### [TASK PROMPT]
Give the count of lines in the entries that include "walkway", and write nothing besides it.

[Stored data entries]

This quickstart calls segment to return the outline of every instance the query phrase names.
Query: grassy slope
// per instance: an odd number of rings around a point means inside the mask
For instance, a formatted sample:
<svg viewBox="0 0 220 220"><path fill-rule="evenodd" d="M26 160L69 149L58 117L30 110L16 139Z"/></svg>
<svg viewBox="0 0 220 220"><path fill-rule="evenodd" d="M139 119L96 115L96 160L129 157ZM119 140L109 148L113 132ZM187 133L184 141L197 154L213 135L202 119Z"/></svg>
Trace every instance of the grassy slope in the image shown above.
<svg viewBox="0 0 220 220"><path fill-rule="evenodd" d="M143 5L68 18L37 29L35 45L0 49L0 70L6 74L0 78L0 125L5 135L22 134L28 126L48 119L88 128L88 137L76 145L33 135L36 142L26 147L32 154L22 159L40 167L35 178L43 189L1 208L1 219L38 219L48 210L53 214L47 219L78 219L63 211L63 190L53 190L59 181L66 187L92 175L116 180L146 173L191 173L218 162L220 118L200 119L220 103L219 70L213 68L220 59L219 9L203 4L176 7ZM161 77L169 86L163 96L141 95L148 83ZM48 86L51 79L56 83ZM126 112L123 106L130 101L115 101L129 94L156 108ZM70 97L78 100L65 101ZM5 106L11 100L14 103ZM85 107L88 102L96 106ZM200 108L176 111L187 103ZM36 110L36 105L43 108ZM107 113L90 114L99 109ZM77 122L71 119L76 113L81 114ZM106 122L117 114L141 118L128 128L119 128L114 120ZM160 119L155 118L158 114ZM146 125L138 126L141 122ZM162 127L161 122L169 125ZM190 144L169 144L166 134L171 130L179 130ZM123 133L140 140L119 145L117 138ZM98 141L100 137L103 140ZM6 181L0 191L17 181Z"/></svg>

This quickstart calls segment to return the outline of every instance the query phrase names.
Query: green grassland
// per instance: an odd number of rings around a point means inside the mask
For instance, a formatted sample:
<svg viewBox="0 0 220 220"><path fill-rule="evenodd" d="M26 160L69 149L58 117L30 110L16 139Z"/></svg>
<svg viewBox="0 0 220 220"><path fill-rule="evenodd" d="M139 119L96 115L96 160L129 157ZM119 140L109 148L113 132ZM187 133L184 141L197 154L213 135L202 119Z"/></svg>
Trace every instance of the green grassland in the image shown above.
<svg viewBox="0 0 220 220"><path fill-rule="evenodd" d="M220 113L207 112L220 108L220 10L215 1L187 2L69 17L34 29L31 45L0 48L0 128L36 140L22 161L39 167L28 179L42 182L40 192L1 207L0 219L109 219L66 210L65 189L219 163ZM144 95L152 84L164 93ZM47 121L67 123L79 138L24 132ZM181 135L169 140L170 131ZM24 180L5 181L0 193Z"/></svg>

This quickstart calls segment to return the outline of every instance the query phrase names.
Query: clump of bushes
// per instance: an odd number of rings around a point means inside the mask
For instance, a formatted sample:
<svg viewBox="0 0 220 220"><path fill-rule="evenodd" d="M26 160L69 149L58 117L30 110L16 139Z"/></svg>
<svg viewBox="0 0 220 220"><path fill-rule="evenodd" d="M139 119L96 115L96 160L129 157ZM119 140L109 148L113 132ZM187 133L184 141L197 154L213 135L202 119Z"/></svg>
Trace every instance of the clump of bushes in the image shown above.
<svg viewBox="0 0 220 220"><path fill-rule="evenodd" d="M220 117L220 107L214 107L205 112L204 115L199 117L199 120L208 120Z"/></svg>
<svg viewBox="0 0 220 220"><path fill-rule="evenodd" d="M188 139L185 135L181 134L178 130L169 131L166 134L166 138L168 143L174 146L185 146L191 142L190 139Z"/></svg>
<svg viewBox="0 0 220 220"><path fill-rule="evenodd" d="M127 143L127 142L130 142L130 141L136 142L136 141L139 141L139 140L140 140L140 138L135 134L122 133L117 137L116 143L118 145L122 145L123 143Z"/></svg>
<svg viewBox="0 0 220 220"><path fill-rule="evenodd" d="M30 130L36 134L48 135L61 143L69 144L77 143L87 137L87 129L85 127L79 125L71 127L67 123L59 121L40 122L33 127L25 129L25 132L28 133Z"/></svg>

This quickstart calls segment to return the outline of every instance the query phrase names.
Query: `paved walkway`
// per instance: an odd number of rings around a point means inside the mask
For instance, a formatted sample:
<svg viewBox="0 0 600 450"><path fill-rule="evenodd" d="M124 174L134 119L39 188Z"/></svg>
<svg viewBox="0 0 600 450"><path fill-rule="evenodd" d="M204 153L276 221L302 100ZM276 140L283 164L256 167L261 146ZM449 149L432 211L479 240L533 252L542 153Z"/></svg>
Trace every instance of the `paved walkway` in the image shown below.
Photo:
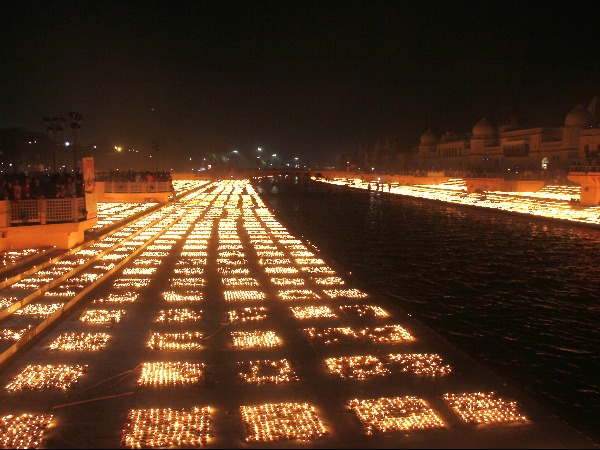
<svg viewBox="0 0 600 450"><path fill-rule="evenodd" d="M249 185L180 207L0 368L4 446L6 416L30 413L20 445L44 448L593 447L289 235Z"/></svg>

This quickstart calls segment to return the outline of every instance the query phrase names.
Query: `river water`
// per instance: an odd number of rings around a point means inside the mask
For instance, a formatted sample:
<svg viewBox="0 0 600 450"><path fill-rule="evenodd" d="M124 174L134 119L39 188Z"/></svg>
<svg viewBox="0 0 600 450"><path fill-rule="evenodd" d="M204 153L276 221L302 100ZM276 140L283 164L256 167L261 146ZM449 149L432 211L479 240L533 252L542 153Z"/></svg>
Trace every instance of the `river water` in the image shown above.
<svg viewBox="0 0 600 450"><path fill-rule="evenodd" d="M600 230L336 186L257 189L326 261L600 445Z"/></svg>

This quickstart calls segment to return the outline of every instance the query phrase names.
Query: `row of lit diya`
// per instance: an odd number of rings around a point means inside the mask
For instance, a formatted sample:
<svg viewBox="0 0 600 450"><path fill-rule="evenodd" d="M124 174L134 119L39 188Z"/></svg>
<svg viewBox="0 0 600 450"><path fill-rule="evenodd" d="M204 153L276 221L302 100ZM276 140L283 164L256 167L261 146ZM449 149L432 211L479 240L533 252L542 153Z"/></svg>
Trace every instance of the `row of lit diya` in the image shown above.
<svg viewBox="0 0 600 450"><path fill-rule="evenodd" d="M525 423L527 418L511 400L495 392L444 394L448 407L465 423ZM445 428L449 425L419 397L352 399L346 407L360 420L366 435ZM311 441L330 434L315 405L307 402L245 405L239 409L244 439L249 443L283 440ZM132 409L122 431L121 445L130 448L206 445L215 437L210 406L183 409ZM50 414L0 417L2 448L36 448L51 426Z"/></svg>
<svg viewBox="0 0 600 450"><path fill-rule="evenodd" d="M60 350L96 350L106 344L108 336L97 333L93 336L82 336L71 340L71 335L63 335L56 339L52 349ZM238 345L252 347L254 336L238 337ZM272 339L276 337L271 336ZM85 342L85 345L84 345ZM148 346L156 350L191 350L200 349L203 335L200 332L152 333ZM277 345L274 343L273 345ZM290 363L283 360L255 360L238 362L239 376L248 383L262 384L267 382L288 382L297 379ZM438 354L427 353L392 353L385 357L375 355L356 355L331 357L324 360L329 373L341 378L365 380L376 376L387 376L392 370L398 373L411 373L418 376L444 376L452 372L452 367L445 364ZM6 386L8 392L23 390L43 390L56 388L67 390L75 386L83 376L87 366L68 364L29 365L17 374ZM144 386L169 386L197 384L203 380L204 364L190 362L150 362L142 365L142 374L138 384Z"/></svg>

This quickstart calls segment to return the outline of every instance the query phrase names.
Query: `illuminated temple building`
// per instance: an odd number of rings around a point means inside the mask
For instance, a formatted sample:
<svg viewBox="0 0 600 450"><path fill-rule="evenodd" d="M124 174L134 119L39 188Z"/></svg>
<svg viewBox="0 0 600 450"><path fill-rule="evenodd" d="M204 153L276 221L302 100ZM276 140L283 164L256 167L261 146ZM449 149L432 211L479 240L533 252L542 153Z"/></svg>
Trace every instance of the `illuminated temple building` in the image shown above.
<svg viewBox="0 0 600 450"><path fill-rule="evenodd" d="M418 166L501 172L598 165L599 119L595 97L587 108L579 104L569 111L562 127L523 128L514 121L495 127L482 118L466 135L438 137L428 130L419 143Z"/></svg>
<svg viewBox="0 0 600 450"><path fill-rule="evenodd" d="M481 118L470 132L436 135L425 131L410 153L400 151L391 138L371 148L361 145L358 160L343 156L347 169L455 170L461 172L568 171L572 166L600 165L600 98L588 107L579 104L559 127L523 127L511 119L495 126ZM466 175L466 173L465 173Z"/></svg>

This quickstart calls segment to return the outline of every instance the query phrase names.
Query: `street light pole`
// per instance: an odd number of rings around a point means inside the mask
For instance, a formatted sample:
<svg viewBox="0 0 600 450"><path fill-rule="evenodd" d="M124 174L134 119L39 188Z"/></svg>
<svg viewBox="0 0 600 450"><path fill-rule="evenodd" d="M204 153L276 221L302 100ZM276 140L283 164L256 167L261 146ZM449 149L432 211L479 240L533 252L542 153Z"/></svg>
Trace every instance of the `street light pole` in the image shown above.
<svg viewBox="0 0 600 450"><path fill-rule="evenodd" d="M76 112L69 113L69 116L71 117L71 128L75 131L75 141L73 142L73 173L75 174L77 172L77 134L81 128L82 116Z"/></svg>
<svg viewBox="0 0 600 450"><path fill-rule="evenodd" d="M44 122L48 123L46 126L46 130L48 133L52 133L52 142L54 143L52 149L52 173L56 173L56 133L61 133L63 127L65 126L65 118L64 117L44 117L42 119Z"/></svg>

### [REPLY TO THE EXERCISE]
2